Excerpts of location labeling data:
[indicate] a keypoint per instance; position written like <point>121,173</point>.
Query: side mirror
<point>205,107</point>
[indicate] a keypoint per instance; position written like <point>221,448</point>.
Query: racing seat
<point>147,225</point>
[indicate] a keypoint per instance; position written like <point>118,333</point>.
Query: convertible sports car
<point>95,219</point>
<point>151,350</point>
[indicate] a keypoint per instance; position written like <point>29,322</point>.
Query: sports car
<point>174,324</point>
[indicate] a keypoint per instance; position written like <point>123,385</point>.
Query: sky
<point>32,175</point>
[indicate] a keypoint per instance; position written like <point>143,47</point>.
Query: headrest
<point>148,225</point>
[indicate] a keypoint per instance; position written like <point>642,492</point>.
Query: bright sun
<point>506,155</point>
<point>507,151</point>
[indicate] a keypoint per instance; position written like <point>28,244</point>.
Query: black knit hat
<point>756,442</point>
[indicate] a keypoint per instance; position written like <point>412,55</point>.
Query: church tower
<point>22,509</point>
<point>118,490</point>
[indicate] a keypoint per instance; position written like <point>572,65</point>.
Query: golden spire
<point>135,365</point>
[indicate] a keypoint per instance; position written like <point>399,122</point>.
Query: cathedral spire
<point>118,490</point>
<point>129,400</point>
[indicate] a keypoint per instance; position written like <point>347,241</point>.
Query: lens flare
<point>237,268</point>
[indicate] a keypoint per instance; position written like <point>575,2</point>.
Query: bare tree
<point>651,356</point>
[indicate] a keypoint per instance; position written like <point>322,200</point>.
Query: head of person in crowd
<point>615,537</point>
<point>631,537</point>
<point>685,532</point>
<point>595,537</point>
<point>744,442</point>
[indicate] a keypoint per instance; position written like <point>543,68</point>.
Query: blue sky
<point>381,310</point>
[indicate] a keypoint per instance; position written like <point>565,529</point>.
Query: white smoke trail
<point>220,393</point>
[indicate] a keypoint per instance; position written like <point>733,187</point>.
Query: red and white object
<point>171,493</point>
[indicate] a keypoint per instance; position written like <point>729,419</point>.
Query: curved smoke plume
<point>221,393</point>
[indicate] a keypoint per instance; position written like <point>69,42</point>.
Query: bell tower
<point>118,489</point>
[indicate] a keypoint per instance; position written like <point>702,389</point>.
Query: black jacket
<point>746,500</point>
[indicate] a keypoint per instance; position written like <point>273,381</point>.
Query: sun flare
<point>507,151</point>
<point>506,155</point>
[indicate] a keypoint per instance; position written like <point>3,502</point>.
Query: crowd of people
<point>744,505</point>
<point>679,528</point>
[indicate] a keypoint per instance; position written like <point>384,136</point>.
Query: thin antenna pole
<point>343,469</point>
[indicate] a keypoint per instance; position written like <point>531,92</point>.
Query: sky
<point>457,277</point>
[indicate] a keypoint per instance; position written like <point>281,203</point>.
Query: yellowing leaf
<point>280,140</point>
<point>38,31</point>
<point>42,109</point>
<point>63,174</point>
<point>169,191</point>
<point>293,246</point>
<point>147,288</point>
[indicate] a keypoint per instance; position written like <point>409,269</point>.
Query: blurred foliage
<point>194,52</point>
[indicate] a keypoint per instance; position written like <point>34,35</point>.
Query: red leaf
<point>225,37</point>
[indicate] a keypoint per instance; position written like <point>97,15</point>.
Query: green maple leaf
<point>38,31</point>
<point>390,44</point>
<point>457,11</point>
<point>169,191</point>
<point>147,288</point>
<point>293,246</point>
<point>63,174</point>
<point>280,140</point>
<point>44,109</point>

## What the task requires
Rescale the records starting at the line that contains "written like <point>409,269</point>." and ending at the last line of the records, reproducing every line, requests included. Multiply each answer point coordinate by 0.3 and round to a whole number, with halves rounded up. Leave the sample coordinates in the requests unchanged.

## Solved exercise
[indicate] a keypoint per instance; position written like <point>409,269</point>.
Query: blurred foliage
<point>58,16</point>
[indicate] a keypoint per instance; position written like <point>34,35</point>.
Query: red leaf
<point>68,11</point>
[indicate] a keypoint per instance; position written like <point>97,15</point>.
Query: green maple leaf
<point>11,9</point>
<point>117,13</point>
<point>137,3</point>
<point>51,57</point>
<point>44,86</point>
<point>88,74</point>
<point>19,52</point>
<point>84,42</point>
<point>13,33</point>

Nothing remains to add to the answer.